Exercise instructions -
Rewrite the stretch from the line containing "find the white t-shirt in the photo above" through the line containing "Query: white t-shirt", changing "white t-shirt" to "gray t-shirt" and leaving everything else as it is.

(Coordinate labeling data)
-.-.-

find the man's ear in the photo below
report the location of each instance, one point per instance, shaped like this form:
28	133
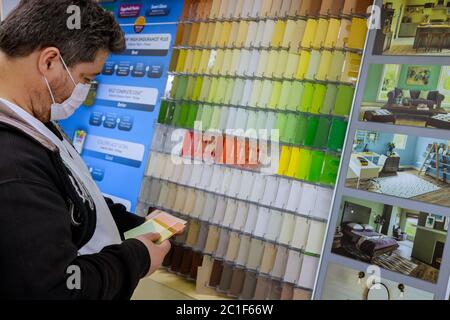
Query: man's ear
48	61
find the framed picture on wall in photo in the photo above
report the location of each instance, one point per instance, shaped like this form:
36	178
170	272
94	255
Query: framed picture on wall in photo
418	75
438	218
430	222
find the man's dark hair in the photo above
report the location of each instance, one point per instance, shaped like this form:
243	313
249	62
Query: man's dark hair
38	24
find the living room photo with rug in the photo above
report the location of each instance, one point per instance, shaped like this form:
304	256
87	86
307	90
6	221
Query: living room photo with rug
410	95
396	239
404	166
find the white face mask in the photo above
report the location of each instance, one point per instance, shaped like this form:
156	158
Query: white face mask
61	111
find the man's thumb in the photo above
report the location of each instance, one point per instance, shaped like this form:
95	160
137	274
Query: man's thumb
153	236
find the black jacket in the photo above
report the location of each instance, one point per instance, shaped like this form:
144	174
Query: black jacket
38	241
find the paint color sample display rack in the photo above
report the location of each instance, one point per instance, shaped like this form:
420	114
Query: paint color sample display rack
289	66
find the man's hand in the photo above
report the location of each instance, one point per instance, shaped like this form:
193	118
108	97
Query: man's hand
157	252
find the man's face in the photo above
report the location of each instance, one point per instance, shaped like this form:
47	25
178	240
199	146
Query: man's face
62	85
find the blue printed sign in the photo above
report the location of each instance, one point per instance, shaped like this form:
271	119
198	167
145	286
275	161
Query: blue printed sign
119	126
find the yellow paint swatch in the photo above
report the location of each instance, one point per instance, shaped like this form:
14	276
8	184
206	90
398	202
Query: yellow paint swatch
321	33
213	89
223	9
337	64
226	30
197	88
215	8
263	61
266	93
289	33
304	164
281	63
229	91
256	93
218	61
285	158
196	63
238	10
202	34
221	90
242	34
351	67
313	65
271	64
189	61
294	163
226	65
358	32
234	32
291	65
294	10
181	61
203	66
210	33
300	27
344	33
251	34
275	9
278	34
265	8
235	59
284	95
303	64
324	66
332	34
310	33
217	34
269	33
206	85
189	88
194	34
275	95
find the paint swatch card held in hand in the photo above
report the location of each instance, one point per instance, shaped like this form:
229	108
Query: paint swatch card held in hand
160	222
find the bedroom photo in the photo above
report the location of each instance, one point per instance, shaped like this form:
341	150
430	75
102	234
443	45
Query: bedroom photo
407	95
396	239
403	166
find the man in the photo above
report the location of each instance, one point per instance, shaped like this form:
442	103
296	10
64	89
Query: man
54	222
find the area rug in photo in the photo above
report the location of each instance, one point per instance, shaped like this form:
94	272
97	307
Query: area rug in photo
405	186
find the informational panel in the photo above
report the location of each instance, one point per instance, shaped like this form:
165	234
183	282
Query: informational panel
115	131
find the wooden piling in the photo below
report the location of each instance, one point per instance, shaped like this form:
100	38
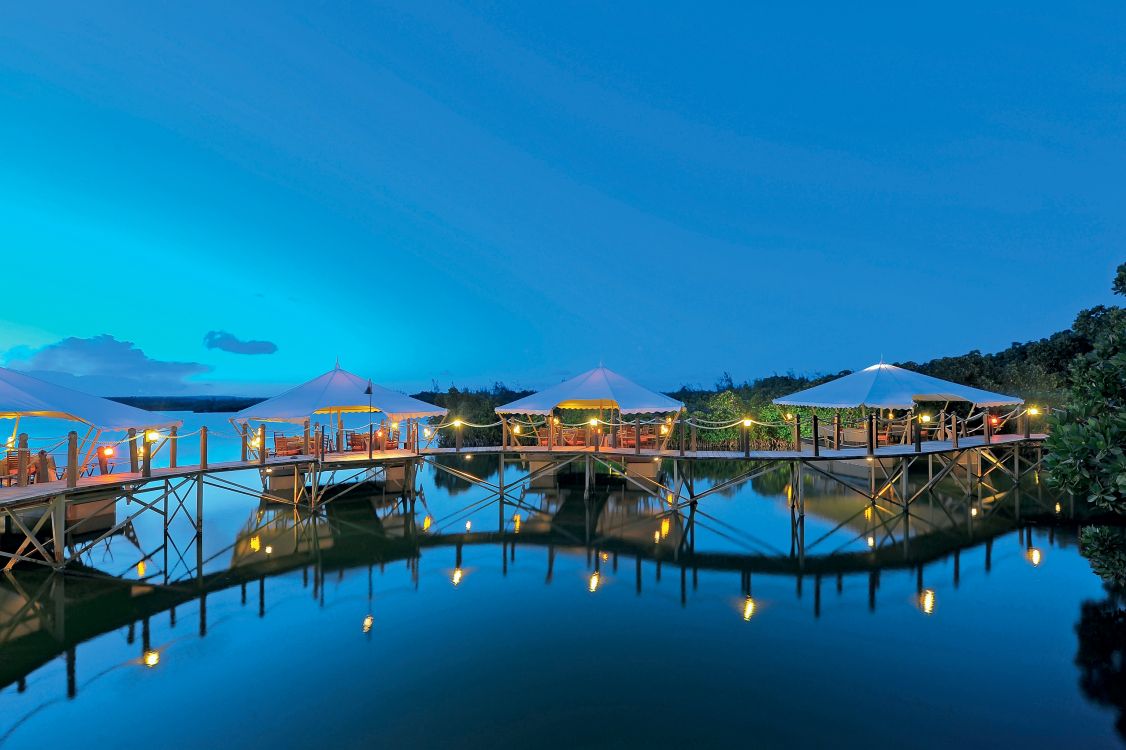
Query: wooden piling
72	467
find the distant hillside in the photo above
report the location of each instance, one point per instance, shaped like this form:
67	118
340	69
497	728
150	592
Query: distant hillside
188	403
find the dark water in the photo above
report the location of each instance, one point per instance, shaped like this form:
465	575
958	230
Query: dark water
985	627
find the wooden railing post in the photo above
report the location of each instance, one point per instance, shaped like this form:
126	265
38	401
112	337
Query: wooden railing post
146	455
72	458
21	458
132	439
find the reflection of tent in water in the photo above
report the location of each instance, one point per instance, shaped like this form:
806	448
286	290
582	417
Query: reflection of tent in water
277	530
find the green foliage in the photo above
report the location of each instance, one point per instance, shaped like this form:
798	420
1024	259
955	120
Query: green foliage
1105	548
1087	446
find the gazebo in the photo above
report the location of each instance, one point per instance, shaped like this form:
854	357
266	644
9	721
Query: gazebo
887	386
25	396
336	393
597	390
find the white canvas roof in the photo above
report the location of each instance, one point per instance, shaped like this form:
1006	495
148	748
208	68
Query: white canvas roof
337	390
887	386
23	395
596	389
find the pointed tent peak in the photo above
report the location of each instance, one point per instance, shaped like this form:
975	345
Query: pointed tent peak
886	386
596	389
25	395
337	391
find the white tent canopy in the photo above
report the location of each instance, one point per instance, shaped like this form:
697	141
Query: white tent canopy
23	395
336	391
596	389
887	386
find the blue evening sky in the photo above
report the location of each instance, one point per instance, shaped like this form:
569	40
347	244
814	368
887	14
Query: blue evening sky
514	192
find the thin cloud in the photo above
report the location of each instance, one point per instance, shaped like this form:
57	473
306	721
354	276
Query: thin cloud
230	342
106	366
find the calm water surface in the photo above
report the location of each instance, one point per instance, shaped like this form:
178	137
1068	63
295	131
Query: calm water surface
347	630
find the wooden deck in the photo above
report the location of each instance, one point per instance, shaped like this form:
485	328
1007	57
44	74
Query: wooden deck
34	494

-.-.-

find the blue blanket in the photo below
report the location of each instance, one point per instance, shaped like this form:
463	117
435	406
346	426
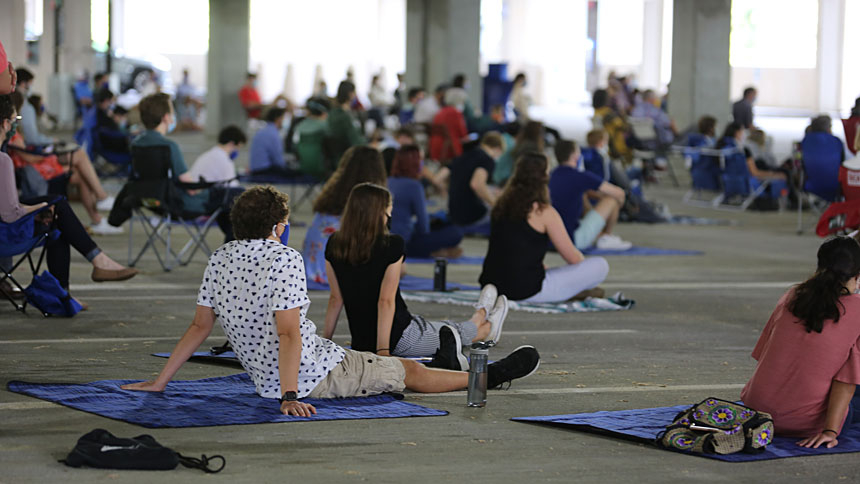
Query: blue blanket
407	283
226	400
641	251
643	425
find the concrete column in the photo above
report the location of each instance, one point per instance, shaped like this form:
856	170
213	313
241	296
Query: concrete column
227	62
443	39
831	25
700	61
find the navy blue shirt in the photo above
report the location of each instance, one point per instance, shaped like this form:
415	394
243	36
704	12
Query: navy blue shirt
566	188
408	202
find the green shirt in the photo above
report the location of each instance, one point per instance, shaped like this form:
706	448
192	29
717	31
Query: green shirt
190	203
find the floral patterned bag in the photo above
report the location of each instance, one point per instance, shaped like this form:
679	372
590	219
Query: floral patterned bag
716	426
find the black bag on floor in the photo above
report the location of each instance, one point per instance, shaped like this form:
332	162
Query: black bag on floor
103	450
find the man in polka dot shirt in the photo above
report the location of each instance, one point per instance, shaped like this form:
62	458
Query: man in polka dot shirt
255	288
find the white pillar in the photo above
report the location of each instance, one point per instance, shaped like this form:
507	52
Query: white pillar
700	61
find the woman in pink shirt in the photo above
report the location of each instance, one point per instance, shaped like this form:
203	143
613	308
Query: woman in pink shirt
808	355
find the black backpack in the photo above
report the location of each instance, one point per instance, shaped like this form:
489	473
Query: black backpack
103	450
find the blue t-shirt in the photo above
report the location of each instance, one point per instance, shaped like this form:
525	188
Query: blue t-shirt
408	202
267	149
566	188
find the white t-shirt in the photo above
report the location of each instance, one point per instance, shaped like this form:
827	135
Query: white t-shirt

-.-.-

Answer to this problem -
find the gray t-shirt in the photo above
report the location of each instance, one point per instance, shaped like this form:
827	135
Query: gray t-shirt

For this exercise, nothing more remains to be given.